Return every record below exactly as written, omitting any pictures.

Region pointing data ::
○ ○ ○

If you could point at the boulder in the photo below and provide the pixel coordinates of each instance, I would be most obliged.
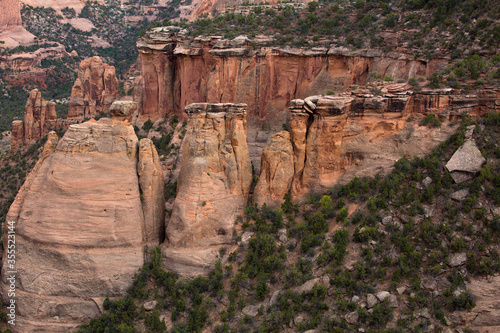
(152, 192)
(466, 162)
(276, 171)
(39, 119)
(352, 317)
(94, 90)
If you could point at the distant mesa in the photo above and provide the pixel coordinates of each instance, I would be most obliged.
(83, 218)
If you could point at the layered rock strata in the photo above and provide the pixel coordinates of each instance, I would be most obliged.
(94, 90)
(277, 170)
(337, 138)
(31, 60)
(10, 15)
(81, 225)
(210, 69)
(213, 186)
(39, 119)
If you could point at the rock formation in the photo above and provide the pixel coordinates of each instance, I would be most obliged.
(80, 224)
(31, 60)
(39, 118)
(213, 70)
(94, 90)
(337, 138)
(466, 162)
(213, 185)
(152, 192)
(10, 15)
(277, 170)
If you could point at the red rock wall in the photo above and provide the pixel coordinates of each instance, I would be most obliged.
(10, 15)
(94, 90)
(265, 81)
(39, 119)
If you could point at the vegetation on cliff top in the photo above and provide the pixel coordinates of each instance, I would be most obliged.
(423, 28)
(388, 233)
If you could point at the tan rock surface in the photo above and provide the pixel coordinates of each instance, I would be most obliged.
(213, 186)
(276, 171)
(485, 317)
(80, 227)
(94, 90)
(152, 191)
(335, 139)
(10, 15)
(39, 118)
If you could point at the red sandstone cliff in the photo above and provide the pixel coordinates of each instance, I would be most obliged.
(82, 219)
(39, 119)
(94, 90)
(10, 15)
(245, 71)
(334, 139)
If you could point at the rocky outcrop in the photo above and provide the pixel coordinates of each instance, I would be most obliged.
(10, 15)
(213, 186)
(276, 170)
(484, 317)
(80, 224)
(39, 119)
(466, 162)
(31, 60)
(152, 192)
(94, 90)
(337, 138)
(213, 70)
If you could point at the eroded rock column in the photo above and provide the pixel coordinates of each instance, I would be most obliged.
(94, 90)
(212, 188)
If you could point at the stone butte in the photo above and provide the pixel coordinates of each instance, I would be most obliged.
(213, 186)
(39, 119)
(214, 70)
(10, 15)
(94, 90)
(336, 138)
(80, 224)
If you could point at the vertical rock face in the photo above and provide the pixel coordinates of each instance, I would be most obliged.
(94, 90)
(213, 185)
(80, 224)
(39, 118)
(17, 136)
(10, 15)
(276, 170)
(152, 192)
(209, 70)
(334, 139)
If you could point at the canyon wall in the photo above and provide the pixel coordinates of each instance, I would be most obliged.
(31, 60)
(333, 139)
(94, 90)
(213, 70)
(212, 188)
(39, 119)
(10, 15)
(82, 219)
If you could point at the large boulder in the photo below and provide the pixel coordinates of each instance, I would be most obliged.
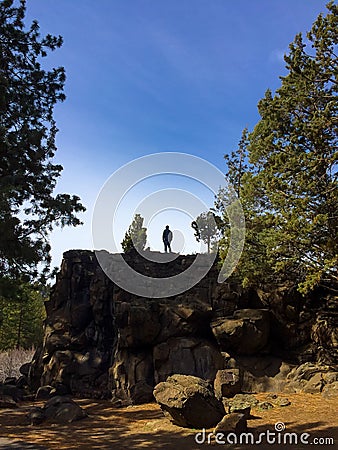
(149, 322)
(189, 401)
(311, 378)
(246, 332)
(62, 409)
(262, 373)
(186, 356)
(132, 377)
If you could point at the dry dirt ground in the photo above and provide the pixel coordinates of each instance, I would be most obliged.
(144, 426)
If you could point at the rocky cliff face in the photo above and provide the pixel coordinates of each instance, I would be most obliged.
(101, 341)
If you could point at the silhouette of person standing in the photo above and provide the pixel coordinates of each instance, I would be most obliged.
(167, 238)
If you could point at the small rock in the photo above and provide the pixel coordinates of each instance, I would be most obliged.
(282, 402)
(330, 390)
(36, 416)
(227, 383)
(232, 423)
(43, 393)
(10, 380)
(265, 405)
(24, 369)
(7, 402)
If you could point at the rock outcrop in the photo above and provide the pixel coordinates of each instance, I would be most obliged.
(189, 401)
(101, 341)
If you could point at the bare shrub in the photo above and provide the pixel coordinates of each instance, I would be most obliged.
(12, 360)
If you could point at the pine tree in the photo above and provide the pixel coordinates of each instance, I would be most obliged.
(28, 94)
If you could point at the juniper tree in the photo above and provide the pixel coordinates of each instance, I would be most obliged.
(290, 190)
(136, 235)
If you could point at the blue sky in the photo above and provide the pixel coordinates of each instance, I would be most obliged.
(147, 76)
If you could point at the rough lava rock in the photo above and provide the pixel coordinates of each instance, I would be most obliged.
(245, 333)
(189, 401)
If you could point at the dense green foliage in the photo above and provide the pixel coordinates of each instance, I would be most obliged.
(136, 235)
(28, 94)
(285, 170)
(205, 229)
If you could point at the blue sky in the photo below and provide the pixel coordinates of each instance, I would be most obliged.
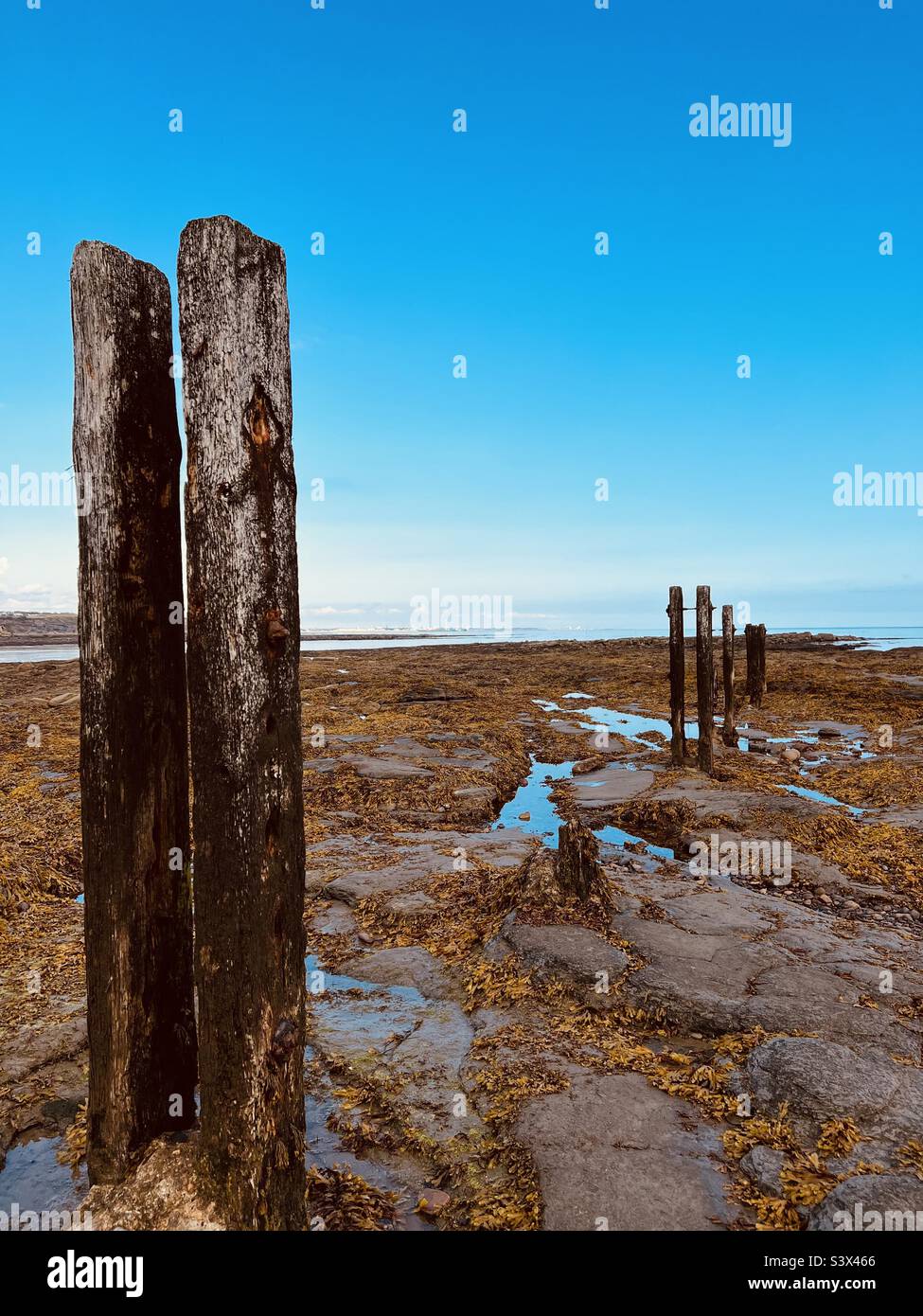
(579, 366)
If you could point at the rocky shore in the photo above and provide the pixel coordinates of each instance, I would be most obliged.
(702, 1049)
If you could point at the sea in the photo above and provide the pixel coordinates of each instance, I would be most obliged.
(872, 637)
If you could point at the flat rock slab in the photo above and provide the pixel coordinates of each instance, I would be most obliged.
(561, 951)
(610, 786)
(400, 966)
(423, 1042)
(872, 1203)
(414, 856)
(706, 971)
(613, 1149)
(823, 1080)
(376, 769)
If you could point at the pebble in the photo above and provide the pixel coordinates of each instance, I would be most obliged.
(432, 1201)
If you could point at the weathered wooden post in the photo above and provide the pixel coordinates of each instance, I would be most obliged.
(133, 718)
(704, 677)
(677, 678)
(760, 678)
(756, 664)
(751, 660)
(728, 732)
(245, 721)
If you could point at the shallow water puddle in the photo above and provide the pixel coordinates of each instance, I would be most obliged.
(630, 726)
(33, 1180)
(533, 799)
(808, 793)
(615, 836)
(544, 819)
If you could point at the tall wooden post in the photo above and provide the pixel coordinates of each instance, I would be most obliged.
(677, 678)
(760, 675)
(245, 720)
(704, 677)
(728, 732)
(133, 731)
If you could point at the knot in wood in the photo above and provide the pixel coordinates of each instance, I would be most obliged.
(283, 1040)
(275, 631)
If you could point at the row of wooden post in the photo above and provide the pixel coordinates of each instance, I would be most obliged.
(704, 674)
(236, 645)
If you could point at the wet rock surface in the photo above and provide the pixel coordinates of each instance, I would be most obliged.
(457, 1043)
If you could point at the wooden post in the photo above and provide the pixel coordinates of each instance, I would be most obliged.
(677, 678)
(577, 863)
(704, 675)
(133, 732)
(728, 733)
(760, 675)
(245, 720)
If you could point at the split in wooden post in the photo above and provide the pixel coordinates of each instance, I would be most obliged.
(704, 677)
(133, 738)
(245, 722)
(728, 732)
(677, 678)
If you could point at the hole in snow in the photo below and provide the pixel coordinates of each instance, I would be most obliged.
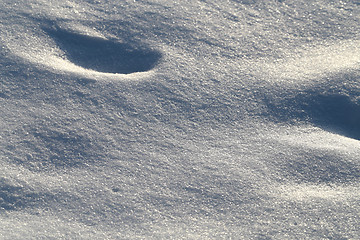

○ ○ ○

Response ::
If you could point at the boulder in the photo below and provide the pixel coordinates of each instance, I would be most obliged.
(152, 192)
(466, 162)
(276, 171)
(39, 119)
(352, 317)
(94, 90)
If you could point at the distant mesa in the photo above and provide the pixel coordinates of each instance, I would be most obliged.
(83, 218)
If you could point at the layered rock strata in the photo above and provide the pixel coordinates of each instance, I would be most obliged.
(94, 90)
(277, 170)
(337, 138)
(31, 60)
(10, 15)
(81, 225)
(210, 69)
(213, 186)
(39, 119)
If you could point at the rock formation in the photo above and provide the pixel coordinates of each instance, I would be most obliged.
(80, 224)
(31, 60)
(39, 118)
(213, 70)
(94, 90)
(337, 138)
(466, 162)
(213, 185)
(152, 192)
(10, 15)
(277, 170)
If you could point at the red rock wall in the photo above and provide the pixel coordinates of each instance, I would be most obliged.
(10, 15)
(94, 90)
(265, 81)
(39, 119)
If you could point at the vegetation on cliff top in the photo above and provide the pixel coordinates of each instance, I would be most obliged.
(423, 28)
(388, 233)
If you could point at the tan rock surface in the photo above and provide the pixel coordinates of each instance, I would be most obliged.
(213, 186)
(276, 171)
(485, 317)
(80, 227)
(94, 90)
(152, 191)
(335, 139)
(10, 15)
(39, 118)
If you could point at the red sandstone cliff in the photo above and provide the pixel coordinates of each instance, I would be most obliged.
(82, 219)
(39, 119)
(94, 90)
(10, 15)
(245, 71)
(334, 139)
If you could point at the rocky outcrop in the photo above and provide the pixel coordinates of each instance, I would be most obliged.
(10, 15)
(213, 186)
(276, 170)
(484, 317)
(80, 224)
(39, 119)
(466, 162)
(31, 60)
(152, 192)
(94, 90)
(337, 138)
(213, 70)
If you could point at the eroded rock column in the photo above and provide the pixel coordinates of each instance, I would be most obliged.
(94, 90)
(212, 188)
If you could point at the stone butte in the photo above and provide the pixel coordinates of each instance, I would be most obliged.
(213, 186)
(39, 119)
(214, 70)
(10, 15)
(94, 90)
(336, 138)
(80, 224)
If you could point at the vertical rock face in the photo above and provide the pixel coordinates of each instance, I would be most obliged.
(94, 90)
(213, 185)
(80, 224)
(39, 118)
(17, 136)
(10, 15)
(276, 170)
(152, 192)
(209, 70)
(334, 139)
If you could point at the canyon wall in the photo above and provide the pixel coordinates of each instance, I would be most obliged.
(31, 60)
(333, 139)
(94, 90)
(213, 70)
(212, 188)
(39, 119)
(10, 15)
(82, 219)
If you could point at the large boulder in the photo below and provide the pixel coordinates of each instance, I would be most obliged.
(149, 322)
(189, 401)
(311, 378)
(246, 332)
(62, 409)
(262, 373)
(186, 356)
(132, 377)
If you could point at the dry dirt ground in the photo above and provide the pixel coordinates of each instance, I would be most obliged.
(144, 426)
If you could point at the rocky cliff face in the photo above and provide the pixel coordinates of each instance, I would be most obliged.
(101, 341)
If you could point at the silhouette of person standing in the photo above and provide the pixel coordinates of each instance, I would be most obliged.
(167, 238)
If you could point at the small rock in the photo above and provide the pixel coordinates of each instance, I would be most obliged.
(282, 402)
(330, 390)
(36, 416)
(227, 383)
(232, 423)
(43, 393)
(10, 380)
(265, 405)
(24, 369)
(7, 402)
If you could point at the rock outcrop in the photo above and provide the pixel coordinates of each instance, I would be most obliged.
(189, 401)
(101, 341)
If you could point at the bare shrub in the photo above and provide the pixel coordinates of each instance, I would be most obliged.
(12, 360)
If you could point at the pine tree in the photo above and provide the pixel coordinates of each instance, I would be most obliged.
(28, 94)
If you could point at the juniper tree in the photo above and provide the pixel coordinates of each instance, I would be most obliged.
(290, 190)
(136, 235)
If you could point at the blue sky in the photo above and provide the pixel coordinates of each instance, I would be most obliged.
(147, 76)
If you could point at the rough lava rock in the photo above and provide the pixel coordinates of each instance, I would be most obliged.
(245, 333)
(189, 401)
If you could point at the dense green foliage in the photo above and provide the pixel coordinates of each instance, I would be most obliged.
(136, 235)
(28, 94)
(285, 170)
(205, 229)
If you could point at the blue sky in the photo below and provide the pixel coordinates of each instance, I would be most obliged.
(579, 366)
If you could point at the rocky shore in the photo above and provide the pixel coordinates of each instance, I would be most obliged.
(702, 1049)
If you could point at the sea in the photo above and provide the pixel coordinates of each instance, I would be most obliged.
(872, 637)
If you could point at the flat rock slab in the photo above and provide the pixel coordinates of each instance, I would be most obliged.
(561, 951)
(610, 786)
(400, 966)
(423, 1042)
(872, 1203)
(414, 856)
(706, 971)
(613, 1149)
(823, 1080)
(376, 769)
If you could point at the pebble in the photo above and provide the pixel coordinates of each instance, I would be most obliged.
(432, 1201)
If you could point at the weathered wooden post in the photo above and provide the pixel coordinates of each instance, I would be most obliged.
(133, 718)
(704, 677)
(677, 678)
(760, 678)
(756, 664)
(751, 660)
(728, 732)
(245, 721)
If you could point at the shallow water puddle in the photo above and provide the pixel coordinates of each instance, I would be most obliged.
(630, 726)
(33, 1180)
(533, 799)
(808, 793)
(615, 836)
(544, 819)
If you could point at the tall wooden post in the photo above and provide the pixel coordinates of each instance, I would be most obliged.
(677, 678)
(760, 675)
(245, 720)
(704, 677)
(728, 732)
(133, 731)
If you could point at the knot in wood in the photo above and provide the pixel coordinates of each instance, I would be most obliged.
(283, 1040)
(275, 631)
If you could point at the row of wooden post in the photo above and provide the pixel coordinates of each instance, I would be most obliged.
(704, 674)
(236, 645)
If you could point at the wet rock surface in the photo above and provide the pixel coordinates of each instance, I would be most obliged.
(457, 1043)
If you could point at the wooden post in the photo above and provide the pixel coordinates of each instance, I would be most obliged.
(677, 678)
(577, 863)
(704, 675)
(133, 732)
(728, 733)
(760, 675)
(245, 720)
If you could point at the split in wooden post in the photo above and provide the pixel coordinates of each instance, I would be most obliged.
(704, 677)
(133, 738)
(245, 722)
(728, 732)
(677, 678)
If you could point at the hole in snow in the photo below and provide the pixel coordinates of each instance, I would be most obliged.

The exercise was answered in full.